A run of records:
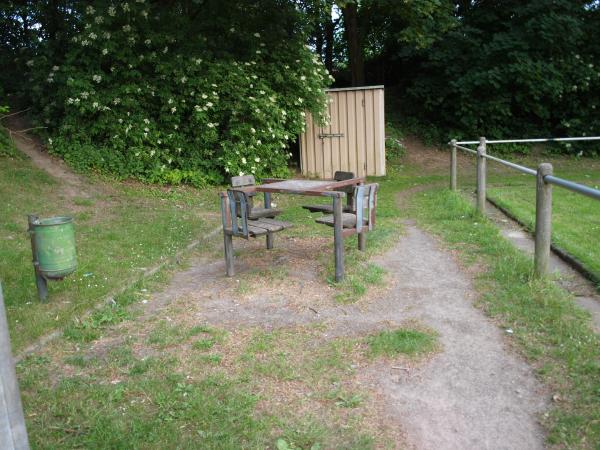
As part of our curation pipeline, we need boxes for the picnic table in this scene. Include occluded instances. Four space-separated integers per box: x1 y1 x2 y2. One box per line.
243 177 366 281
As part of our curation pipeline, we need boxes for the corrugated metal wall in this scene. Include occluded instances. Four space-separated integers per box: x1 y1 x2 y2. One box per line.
300 86 385 178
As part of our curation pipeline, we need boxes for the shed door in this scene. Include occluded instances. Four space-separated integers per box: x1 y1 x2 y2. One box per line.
300 89 385 178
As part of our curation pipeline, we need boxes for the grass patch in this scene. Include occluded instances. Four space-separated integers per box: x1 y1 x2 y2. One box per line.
0 149 218 351
411 186 600 448
367 328 437 357
488 161 600 279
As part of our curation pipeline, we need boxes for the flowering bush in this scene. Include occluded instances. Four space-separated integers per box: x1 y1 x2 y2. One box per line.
28 0 330 186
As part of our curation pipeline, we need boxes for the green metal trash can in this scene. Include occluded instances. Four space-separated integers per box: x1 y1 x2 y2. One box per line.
31 217 77 280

- Work to be completed:
Transcribe every line of the items above word for word, leaving out the pictures.

- Final result:
As part of our curation pipeline, we need boxes for the picnic table in this scene. Include occluded instances. Four space-separated integers per box: x1 y1 x2 y2. One box per line.
243 177 366 281
As part of our curation pipeline, we need boxes for the corrugated metal wall in this scene. Include occluded instances. Four space-separated integers per box: x1 y1 x2 y2. One box per line.
300 86 385 178
As part of our curation pipeline, we need boxes for the shed door in this scene. Include occluded instances. Four space-separated integers per box: x1 y1 x2 y2. One box per line.
300 89 385 178
As part of our curation pipeline, we need boxes for the grass patch in this scene. Include occluded instances. Four space-separated integers per box: x1 y1 x2 y2. One box per line.
0 149 218 351
411 186 600 448
367 328 437 357
488 161 600 279
As part of our curation pipeline, we need boxes for the flowering bush in this scene. Include occluded instances. Four space-separated integers per box: x1 y1 x2 y2. One box per line.
28 0 330 186
As part of our curation pipeline, we need boxes for the green metal trash can in this scene. Include occluded instances. Four space-separated integers per box: x1 y1 x2 y2. One box per line.
31 217 77 280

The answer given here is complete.